> Exercise goal
Repeat every one of the entries below word for word, without altering any line.

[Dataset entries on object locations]
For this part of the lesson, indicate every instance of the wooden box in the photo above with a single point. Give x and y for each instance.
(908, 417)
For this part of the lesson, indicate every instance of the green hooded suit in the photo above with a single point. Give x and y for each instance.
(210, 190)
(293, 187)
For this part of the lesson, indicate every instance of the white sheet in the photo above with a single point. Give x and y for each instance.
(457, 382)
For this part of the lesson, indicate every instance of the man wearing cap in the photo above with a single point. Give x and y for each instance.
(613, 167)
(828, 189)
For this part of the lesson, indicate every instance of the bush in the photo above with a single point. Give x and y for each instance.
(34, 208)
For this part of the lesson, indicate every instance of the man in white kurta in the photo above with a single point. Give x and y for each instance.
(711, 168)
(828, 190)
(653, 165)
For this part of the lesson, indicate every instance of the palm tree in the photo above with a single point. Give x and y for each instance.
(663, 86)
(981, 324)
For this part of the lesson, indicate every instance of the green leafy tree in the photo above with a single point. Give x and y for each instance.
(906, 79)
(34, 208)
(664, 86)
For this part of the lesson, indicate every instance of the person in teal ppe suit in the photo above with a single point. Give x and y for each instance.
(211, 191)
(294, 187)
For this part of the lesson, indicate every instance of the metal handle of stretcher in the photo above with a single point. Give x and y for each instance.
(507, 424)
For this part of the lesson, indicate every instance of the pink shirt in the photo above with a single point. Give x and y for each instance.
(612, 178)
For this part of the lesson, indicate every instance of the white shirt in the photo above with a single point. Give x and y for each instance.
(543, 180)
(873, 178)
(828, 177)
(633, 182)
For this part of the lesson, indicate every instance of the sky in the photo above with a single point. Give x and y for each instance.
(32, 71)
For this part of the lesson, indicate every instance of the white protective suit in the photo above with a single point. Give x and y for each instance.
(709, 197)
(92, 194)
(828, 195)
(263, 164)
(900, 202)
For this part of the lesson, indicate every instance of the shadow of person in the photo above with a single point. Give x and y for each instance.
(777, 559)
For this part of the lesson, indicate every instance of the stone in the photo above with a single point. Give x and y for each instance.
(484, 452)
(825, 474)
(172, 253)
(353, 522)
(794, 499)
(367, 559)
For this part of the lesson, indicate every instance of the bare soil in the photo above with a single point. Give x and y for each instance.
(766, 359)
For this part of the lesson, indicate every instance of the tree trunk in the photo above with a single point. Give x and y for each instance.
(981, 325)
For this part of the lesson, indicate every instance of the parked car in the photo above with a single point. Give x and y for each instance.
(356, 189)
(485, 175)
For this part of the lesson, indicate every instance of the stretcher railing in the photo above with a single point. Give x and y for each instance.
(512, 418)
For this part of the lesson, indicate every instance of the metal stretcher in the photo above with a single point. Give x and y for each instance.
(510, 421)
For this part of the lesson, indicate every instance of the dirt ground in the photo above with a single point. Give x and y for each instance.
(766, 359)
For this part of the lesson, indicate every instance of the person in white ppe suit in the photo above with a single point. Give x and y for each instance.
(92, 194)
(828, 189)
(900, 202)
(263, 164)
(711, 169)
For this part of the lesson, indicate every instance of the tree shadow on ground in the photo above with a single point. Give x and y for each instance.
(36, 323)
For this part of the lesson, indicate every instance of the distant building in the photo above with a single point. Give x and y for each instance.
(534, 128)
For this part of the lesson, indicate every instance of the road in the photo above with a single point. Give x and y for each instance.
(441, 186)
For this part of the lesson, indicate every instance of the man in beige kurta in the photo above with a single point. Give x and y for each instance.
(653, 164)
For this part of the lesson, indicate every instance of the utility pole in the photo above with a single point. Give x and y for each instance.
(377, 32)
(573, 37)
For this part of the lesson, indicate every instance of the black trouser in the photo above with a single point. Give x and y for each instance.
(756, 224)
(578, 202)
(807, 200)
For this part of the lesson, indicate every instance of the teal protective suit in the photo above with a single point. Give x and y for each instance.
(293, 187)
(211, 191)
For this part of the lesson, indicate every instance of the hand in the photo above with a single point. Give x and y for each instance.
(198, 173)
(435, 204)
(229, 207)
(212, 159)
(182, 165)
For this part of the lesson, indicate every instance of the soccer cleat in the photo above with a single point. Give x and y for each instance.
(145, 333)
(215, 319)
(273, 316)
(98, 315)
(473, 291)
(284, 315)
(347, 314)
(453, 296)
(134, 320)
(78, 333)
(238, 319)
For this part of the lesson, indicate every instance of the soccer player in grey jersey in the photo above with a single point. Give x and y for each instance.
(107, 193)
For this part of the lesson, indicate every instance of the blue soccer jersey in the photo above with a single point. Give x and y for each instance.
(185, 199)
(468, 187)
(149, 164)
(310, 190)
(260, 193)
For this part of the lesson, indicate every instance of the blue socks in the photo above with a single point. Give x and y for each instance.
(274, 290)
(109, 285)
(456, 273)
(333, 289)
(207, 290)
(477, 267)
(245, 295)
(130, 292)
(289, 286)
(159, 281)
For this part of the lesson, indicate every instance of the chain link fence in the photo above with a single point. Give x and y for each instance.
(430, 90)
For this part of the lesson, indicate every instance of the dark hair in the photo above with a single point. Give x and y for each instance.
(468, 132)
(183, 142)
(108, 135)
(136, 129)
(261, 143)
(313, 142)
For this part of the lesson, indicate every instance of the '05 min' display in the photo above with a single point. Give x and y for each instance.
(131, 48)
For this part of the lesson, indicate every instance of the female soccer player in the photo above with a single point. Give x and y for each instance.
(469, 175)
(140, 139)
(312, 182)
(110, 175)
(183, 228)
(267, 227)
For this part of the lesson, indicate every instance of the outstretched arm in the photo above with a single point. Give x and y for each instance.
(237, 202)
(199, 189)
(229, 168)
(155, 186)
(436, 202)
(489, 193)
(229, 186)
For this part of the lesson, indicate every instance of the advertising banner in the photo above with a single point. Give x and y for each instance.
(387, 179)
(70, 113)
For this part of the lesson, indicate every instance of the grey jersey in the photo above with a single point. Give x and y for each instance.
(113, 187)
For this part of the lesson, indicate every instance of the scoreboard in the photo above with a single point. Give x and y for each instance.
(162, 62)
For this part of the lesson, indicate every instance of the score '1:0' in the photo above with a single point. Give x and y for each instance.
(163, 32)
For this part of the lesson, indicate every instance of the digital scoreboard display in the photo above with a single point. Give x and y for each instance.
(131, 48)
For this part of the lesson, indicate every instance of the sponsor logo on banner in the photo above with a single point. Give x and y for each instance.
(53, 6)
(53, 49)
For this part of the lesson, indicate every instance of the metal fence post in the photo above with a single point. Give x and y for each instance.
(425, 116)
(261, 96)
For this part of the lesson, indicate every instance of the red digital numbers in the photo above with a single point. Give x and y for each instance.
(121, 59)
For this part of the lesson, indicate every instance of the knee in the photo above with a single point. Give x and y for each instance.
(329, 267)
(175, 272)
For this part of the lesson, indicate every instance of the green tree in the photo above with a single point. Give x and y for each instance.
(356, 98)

> Response to this task
For this part of the lesson, indicate every instance of the wooden box in the photo above with a single point. Give x and y for each instance.
(908, 417)
For this part of the lesson, indicate every instance of the green hooded suit in the photo above with a single point. Give x and y for each instance.
(210, 190)
(293, 187)
For this part of the lesson, indicate every instance of the white sheet in the photo above with a single point. Give x and y for each instance.
(457, 382)
For this part of the lesson, indicate every instance of the man wearing cap in the photo above with a single point. Give x and y for each instance.
(613, 167)
(828, 189)
For this part of the lesson, indicate every instance of the bush in the photo above with a single point. Give x and y for each instance.
(34, 208)
For this part of the lesson, indicate every instance of the man in white kurta in the photo above with a single point. Give x and y for each instance.
(711, 168)
(828, 190)
(653, 165)
For this part of the lesson, indicate every instance of the palm tree in the photo above with a single point. Give x and y for each instance.
(663, 86)
(981, 324)
For this part of the lesson, indicate every instance of the green leafy tree in the photo above with a single point. Give x and y for each instance.
(906, 79)
(34, 208)
(664, 86)
For this part of the lesson, indicate every instance of the person in teal ppe suit in the photo above with a single point. Give x and y for each instance.
(211, 191)
(294, 187)
For this part of the lesson, indicate every instance of the metal handle of stretcher in the photo above with a single point. Give x and y for each instance.
(507, 424)
For this part of the lesson, indicate every instance of the pink shirt in the photo above with a single point. Give x and y for each instance.
(612, 178)
For this part of the lesson, indicate every instance of the white shirt in the photo above with a single point. Give x and y for each instance.
(543, 180)
(873, 178)
(828, 177)
(633, 182)
For this part of the lesson, indicate every instance of the sky in the photo above with a single point. Give x and y for each instance.
(32, 71)
For this part of the lesson, indicate every instance of the white protective suit in the photo above with a single point. Give x and y for each instance.
(709, 197)
(92, 194)
(828, 195)
(263, 164)
(900, 202)
For this part of the lesson, indicate every instance of the shadow of person in the photo above with a single point. Give x and y for each instance.
(777, 559)
For this part of the lesson, indicate every instance of the stone in the photo above with a single point. Give x and y for each instance.
(484, 452)
(825, 474)
(172, 253)
(353, 522)
(794, 499)
(367, 559)
For this part of the lesson, indicate every instance of the bare soil in the photo above with a single point. Give x and y for each instance.
(766, 359)
For this part of the lesson, indicate every instance of the tree trunk in the photo above with a single point. Give x and y for each instance.
(981, 325)
For this part of the lesson, indicate every instance of the parked car in the photo above with a single point. Give x and y for each instance.
(356, 189)
(485, 175)
For this part of the lesson, indicate every instance of the stretcher railing in the photo above with a single point. Give x and y for each instance.
(512, 418)
For this part of the lesson, indicate every instance of the metal stretcher in the photo above with a single point. Give x and y for each instance.
(510, 421)
For this part of the lesson, indicate every instance of the dirt ground in the photo above with a single point. Give x and y for each instance.
(766, 359)
For this part of the lesson, indicate every instance of the person in white ppe suit in the photo above with a single point. Give x and y for each instance.
(92, 194)
(828, 189)
(900, 202)
(263, 164)
(711, 169)
For this part of the lesson, indicate every instance of the tree shadow on ground in the photo above with a single point. Give x and y for each instance.
(36, 323)
For this part of the lesson, indicate every instance of the distant building in the photo above with a single point. Give x and y for each instance.
(534, 128)
For this part of the lesson, indicate every instance of the road in the photo above with a single point. Give x and y for each instance.
(441, 186)
For this part of the lesson, indicate every instance of the man in beige kurta in the photo above with a single point. Give x and y for each instance.
(653, 164)
For this part of the lesson, indicate every instance of the utility pole in the photo above with a single point. Give x and y for each instance.
(377, 32)
(573, 37)
For this part of the lesson, indicate every instance of the black trouser in the photo above with a single point. Give x and y for each instance.
(756, 224)
(578, 202)
(807, 200)
For this part of the lesson, indicate every instance of the teal protective suit in the photo above with a single point. Give x and y for each instance.
(293, 187)
(211, 191)
For this part of the lesson, indicate every instance of the hand in the photo above with a single point. Give x and y for each instance.
(198, 173)
(435, 204)
(229, 207)
(212, 159)
(182, 165)
For this part of the lesson, indicate every instance of the soccer cleat in the photo above with a single point. Give x and y for each instance.
(145, 333)
(215, 319)
(273, 316)
(98, 315)
(473, 291)
(284, 315)
(347, 314)
(453, 296)
(134, 320)
(78, 333)
(238, 319)
For this part of the lesson, indicate every instance of the soccer player in grey jersey in the photo above with a single point. Give x and y for each instance.
(107, 193)
For this part of the lesson, indicate every instance of the blue soccer jersey in the photo above with a single point. Give x and y for each instance.
(185, 199)
(468, 187)
(149, 164)
(310, 190)
(260, 193)
For this part of the lesson, indicate every instance of the blue socks in the photo above with a single point. Give x and y for each instance.
(274, 290)
(109, 285)
(456, 273)
(333, 289)
(207, 290)
(477, 267)
(245, 295)
(130, 292)
(289, 286)
(159, 281)
For this part of the lesson, indicate every instance of the chain link fence in the photo above with a single point. Give x and y for each instance.
(430, 90)
For this part of the lesson, indicate every instance of the dark hair in the photo above with a single point. Give x and y for each instance.
(468, 132)
(183, 142)
(108, 135)
(136, 129)
(261, 143)
(313, 142)
For this part of the lesson, indicate every instance of the '05 min' display in the photo above with a single point. Give x and y for each instance.
(131, 48)
For this part of the lesson, indicate every instance of the female soccer player in the photo above with a single point. Give x and y for each instance.
(469, 175)
(140, 139)
(312, 182)
(110, 175)
(183, 228)
(267, 227)
For this part of the lesson, indicate every instance of the outstretched arm in the photo above with a single point. Give x and y for each instance.
(237, 202)
(199, 189)
(229, 168)
(155, 186)
(436, 202)
(489, 193)
(229, 186)
For this part of the lesson, indicate every instance of the advertising banner in the photo above with a single point. Give x and y for each instance.
(387, 179)
(70, 113)
For this part of the lesson, indicate every instance of the grey jersey in the photo above with a single point. Give x and y for each instance.
(113, 187)
For this part of the lesson, indicate every instance of the scoreboard in the photo above with a single point. Give x and y for each instance.
(162, 62)
For this part of the lesson, indicate every instance of the score '1:0' in the photo above with a single point. Give x and y for each instance.
(163, 32)
For this part of the lesson, indicate every instance of the digital scoreboard display in the photo above with a single point. Give x and y for each instance.
(131, 48)
For this part of the lesson, indicate every instance of the sponsor logo on banner in the photo above with a single point. Give x and y for each instance.
(53, 6)
(53, 49)
For this part of the lesson, indicate every instance of the metal fence post in the photo above with a single point. Give x and y for each instance.
(425, 116)
(261, 96)
For this part of the lesson, indicate every instance of the red digital numbers in the photo above with a single point. Give x and y for each instance.
(121, 59)
For this part of the lesson, indicate every instance of the knee in the photo above with a single point. Give x and y for each instance.
(329, 267)
(175, 272)
For this part of the lesson, indicate every instance of the green tree in the photo above with a single point. Give x and y for each instance.
(356, 98)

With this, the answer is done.